• _THE PROBLEM_:
Word for word, transcribe the material below from its first line to the line with "Target: black plastic bag", both included.
....
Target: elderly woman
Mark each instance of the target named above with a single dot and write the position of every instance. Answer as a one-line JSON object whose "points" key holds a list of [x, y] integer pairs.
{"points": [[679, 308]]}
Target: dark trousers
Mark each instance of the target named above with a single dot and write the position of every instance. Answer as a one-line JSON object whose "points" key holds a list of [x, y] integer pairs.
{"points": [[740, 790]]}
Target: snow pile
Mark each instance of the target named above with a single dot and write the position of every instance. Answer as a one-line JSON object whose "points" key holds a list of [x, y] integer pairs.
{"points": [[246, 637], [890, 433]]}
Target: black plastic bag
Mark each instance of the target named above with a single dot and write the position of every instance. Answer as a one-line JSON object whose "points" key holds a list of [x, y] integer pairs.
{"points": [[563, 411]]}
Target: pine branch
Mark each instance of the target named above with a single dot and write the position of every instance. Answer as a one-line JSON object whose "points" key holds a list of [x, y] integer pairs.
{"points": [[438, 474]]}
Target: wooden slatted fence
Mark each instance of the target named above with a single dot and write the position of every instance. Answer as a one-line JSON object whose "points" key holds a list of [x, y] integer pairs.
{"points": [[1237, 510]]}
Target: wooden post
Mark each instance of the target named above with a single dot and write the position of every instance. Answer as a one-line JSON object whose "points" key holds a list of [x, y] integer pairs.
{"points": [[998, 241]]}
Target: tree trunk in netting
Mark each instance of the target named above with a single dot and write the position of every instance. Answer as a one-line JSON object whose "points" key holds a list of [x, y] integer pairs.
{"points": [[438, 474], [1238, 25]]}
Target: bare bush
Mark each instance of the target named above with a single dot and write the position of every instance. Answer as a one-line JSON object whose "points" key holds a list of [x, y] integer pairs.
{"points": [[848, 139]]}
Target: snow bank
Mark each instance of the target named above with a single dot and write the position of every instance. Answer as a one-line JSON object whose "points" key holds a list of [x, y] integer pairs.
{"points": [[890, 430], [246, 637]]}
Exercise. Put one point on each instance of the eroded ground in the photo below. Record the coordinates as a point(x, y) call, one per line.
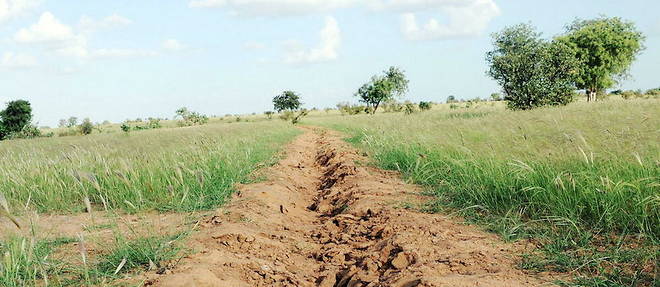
point(323, 220)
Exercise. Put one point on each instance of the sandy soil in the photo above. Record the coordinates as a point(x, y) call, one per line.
point(324, 220)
....
• _REPLY TO THE TASK_:
Target: elderly woman
Mark each instance of the target named above with a single dot and write the position of every instance. Answer as a one-line JSON object whose "points" key holds a list of [x, y] integer pairs.
{"points": [[679, 308]]}
Target: dark trousers
Mark each instance of the target named above with a single dot and write the position of every instance. Answer as a one-line JSON object whose "points" key holds a list of [x, y] integer pairs.
{"points": [[740, 790]]}
Target: snow pile
Mark each instance of the target named above with a single dot and write the position of every instance. Answer as a one-line JSON object whose "points" key holds a list of [x, y] integer pairs.
{"points": [[246, 637], [890, 433]]}
Target: black plastic bag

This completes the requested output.